Stored items
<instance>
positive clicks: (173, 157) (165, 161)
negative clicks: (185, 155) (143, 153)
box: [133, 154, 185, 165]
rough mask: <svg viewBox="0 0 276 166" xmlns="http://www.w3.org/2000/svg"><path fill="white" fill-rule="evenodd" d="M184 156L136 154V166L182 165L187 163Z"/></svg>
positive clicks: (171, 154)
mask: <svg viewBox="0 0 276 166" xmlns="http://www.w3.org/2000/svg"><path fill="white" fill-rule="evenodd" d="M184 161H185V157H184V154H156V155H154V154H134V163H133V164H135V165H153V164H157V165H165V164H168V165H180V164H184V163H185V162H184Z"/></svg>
* * *
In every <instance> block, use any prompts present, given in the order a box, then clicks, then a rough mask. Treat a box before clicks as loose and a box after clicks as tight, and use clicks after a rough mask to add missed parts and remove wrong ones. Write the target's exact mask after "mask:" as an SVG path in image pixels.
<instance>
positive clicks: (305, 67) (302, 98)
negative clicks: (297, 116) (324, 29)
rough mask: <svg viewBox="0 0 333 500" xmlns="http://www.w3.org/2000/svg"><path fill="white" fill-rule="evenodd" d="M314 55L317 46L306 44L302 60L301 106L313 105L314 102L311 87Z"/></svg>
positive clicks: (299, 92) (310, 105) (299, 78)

Assigned task => Say how many lines in the data hold the string "rough", and say nothing else.

Your solution => 3